◆ Your instructions: Where "pixel" appears in a line of the entries below, that line should be copied.

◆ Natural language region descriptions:
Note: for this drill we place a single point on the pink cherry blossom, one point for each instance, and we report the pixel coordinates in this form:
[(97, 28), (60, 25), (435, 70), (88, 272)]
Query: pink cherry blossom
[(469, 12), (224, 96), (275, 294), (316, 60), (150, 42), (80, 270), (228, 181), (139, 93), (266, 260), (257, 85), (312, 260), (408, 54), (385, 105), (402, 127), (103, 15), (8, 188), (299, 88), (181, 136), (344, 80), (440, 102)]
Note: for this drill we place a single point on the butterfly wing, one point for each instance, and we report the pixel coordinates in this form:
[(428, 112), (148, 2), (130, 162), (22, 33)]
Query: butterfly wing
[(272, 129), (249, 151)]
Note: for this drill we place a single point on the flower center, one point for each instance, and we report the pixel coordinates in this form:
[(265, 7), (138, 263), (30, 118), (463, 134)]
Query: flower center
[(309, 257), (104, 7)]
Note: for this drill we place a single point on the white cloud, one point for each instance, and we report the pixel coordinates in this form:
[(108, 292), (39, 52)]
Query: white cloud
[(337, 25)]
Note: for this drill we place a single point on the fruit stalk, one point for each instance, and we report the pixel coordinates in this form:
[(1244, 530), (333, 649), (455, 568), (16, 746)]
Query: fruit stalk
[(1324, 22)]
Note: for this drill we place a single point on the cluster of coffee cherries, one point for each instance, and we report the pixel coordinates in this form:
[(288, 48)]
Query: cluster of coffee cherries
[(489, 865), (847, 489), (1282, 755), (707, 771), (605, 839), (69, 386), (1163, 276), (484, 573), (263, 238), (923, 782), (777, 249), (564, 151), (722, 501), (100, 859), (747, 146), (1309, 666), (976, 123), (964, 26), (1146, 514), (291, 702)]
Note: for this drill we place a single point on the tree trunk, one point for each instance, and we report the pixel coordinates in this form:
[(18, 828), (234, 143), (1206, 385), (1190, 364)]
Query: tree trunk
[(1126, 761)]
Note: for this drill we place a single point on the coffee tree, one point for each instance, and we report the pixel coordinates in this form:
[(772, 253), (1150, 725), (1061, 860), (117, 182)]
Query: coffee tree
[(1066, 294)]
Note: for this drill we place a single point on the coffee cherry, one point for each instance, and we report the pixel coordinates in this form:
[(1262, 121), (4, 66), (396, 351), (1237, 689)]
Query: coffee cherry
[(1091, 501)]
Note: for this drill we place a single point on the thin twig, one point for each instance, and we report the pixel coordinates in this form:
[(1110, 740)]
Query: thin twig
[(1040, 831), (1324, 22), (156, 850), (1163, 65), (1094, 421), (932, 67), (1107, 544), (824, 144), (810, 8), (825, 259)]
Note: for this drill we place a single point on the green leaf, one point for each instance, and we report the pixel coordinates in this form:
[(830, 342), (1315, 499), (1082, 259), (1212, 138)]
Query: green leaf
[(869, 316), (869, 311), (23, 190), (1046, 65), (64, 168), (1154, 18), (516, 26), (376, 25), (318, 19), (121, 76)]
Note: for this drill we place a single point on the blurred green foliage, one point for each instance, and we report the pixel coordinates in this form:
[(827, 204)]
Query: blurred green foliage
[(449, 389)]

◆ Written response:
Note: for this drill we place a single point on the pink cherry blossom, one point for each instance, and we report the pixel coordinates in this form:
Note: for this drill we place a single point on the butterfly wing, one point for each instance, and we report the pixel coordinates in this form:
Note: for this drill we place a single point on the flower center, one point for each instance, and we report the pixel coordinates in this form:
Note: for this drill we place a single point on the white cloud, one point for each instance, and we report the pixel coordinates in this form:
Note: for this drill we place a single point on the fruit stalk, one point for each instance, and we report the pixel coordinates in this form:
Note: for this drill we place a single point on the cluster of coffee cherries, one point for each instance, and we report the pixel coordinates in this form:
Note: for this drill we place a single point on the tree trunk, one point for each instance, and we report the pixel coordinates in this form:
Note: for this drill we place a single point on the coffee tree, one point for each instance, and we report the pixel coordinates in this form:
Note: for this drill we place a single point on the coffee cherry, one point for each instance, and we report the pixel coordinates in this form:
Note: for this drill we place a single point on the thin twig, one point for each instance, and we report the pixel coordinates in this form:
Note: for this drill we place a single point on the green leaf, one point for each instance, and we report the pixel coordinates in this form:
Note: for this drill we place a single point on the blurred green foliage, one point for each instance, and we report the pixel coordinates in this form:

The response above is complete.